_PASSAGE PROVIDED_.
Monday, November 02, 2015

Failure to Replicate: Sound the Alarm

By: John P.A. Ioannidis, M.D.

Editor’s Note: Science has always relied on reproducibility to build confidence in experimental results. Now, the most comprehensive investigation ever done about the rate and predictors of reproducibility in social and cognitive sciences has found that regardless of the analytic method or criteria used, fewer than half of the original findings were successfully replicated. While a failure to reproduce does not necessarily mean the original report was incorrect, the results suggest that more rigorous methods are long overdue.

 

Cerebrum - Failure to Replicate: Sound the Alarm - Article image - November 2014 (content)
 Illustration by William Hogan

P sychological science has been a highly prolific discipline. Compared with other scientific fields, it has had one of the highest rates of experimental “success.” Analyses have shown that almost all studies in the field (90 to 100 percent) claim statistically significant results with p-values (which indicate the likelihood that the experiment’s outcome represents mere statistical “noise”) of less than 0.05.1,2

This may sound like a cause for celebration: Success seems to be ubiquitous! In fact, it should be a cause for concern. Other analyses have shown that the statistical power of studies in the field is too modest on average3-5 to account for such a high success rate. In other words, the statistical “noise” inherent in these studies has been so high that it should have caused many more negative results than were reported—even if all the hypotheses targeted in these studies were true.

_PROBLEM DESCRIPTION_. Set down word for word the part of the replication article from "P sychological science" to "studies were true.".

_STORED DATA_.

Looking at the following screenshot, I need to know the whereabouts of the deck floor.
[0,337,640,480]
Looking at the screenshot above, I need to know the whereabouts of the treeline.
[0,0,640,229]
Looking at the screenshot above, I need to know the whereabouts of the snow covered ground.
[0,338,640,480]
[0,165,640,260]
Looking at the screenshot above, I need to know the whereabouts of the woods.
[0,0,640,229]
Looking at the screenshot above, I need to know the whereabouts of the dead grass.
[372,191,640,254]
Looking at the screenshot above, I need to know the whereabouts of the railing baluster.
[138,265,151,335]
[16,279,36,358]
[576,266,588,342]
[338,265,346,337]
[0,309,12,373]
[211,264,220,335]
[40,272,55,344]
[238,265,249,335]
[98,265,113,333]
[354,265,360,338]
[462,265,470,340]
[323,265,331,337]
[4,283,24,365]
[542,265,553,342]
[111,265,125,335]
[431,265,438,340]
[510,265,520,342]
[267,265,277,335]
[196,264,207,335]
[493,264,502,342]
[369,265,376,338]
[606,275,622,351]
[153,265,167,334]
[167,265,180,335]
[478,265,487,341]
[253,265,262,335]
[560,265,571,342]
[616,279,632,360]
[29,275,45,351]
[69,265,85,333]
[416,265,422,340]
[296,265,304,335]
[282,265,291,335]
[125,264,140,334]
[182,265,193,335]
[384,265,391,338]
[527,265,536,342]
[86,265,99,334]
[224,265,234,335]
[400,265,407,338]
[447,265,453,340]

_RESULT FOR THIS EXERCISE_.
P sychological science has been a highly prolific discipline. Compared with other scientific fields, it has had one of the highest rates of experimental “success.” Analyses have shown that almost all studies in the field (90 to 100 percent) claim statistically significant results with p-values (which indicate the likelihood that the experiment’s outcome represents mere statistical “noise”) of less than 0.05.1,2

This may sound like a cause for celebration: Success seems to be ubiquitous! In fact, it should be a cause for concern. Other analyses have shown that the statistical power of studies in the field is too modest on average3-5 to account for such a high success rate. In other words, the statistical “noise” inherent in these studies has been so high that it should have caused many more negative results than were reported—even if all the hypotheses targeted in these studies were true.